• **Data shown**
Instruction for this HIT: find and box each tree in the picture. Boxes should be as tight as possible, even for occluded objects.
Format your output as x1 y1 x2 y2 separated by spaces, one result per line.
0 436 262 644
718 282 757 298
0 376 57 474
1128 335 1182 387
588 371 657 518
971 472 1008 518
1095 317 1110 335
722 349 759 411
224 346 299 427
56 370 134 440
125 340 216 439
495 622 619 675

• **Problem description**
In the entries above, take the line containing "Format your output" and each later line through the last, and repeat them exactly. Output nothing else.

• **Worked solution**
Format your output as x1 y1 x2 y2 separated by spaces, one result per line.
0 436 262 644
718 282 757 298
0 376 57 474
1128 335 1182 387
588 371 657 518
971 472 1008 518
1095 317 1110 335
722 349 759 411
224 346 299 427
56 370 134 440
125 340 216 439
495 622 619 675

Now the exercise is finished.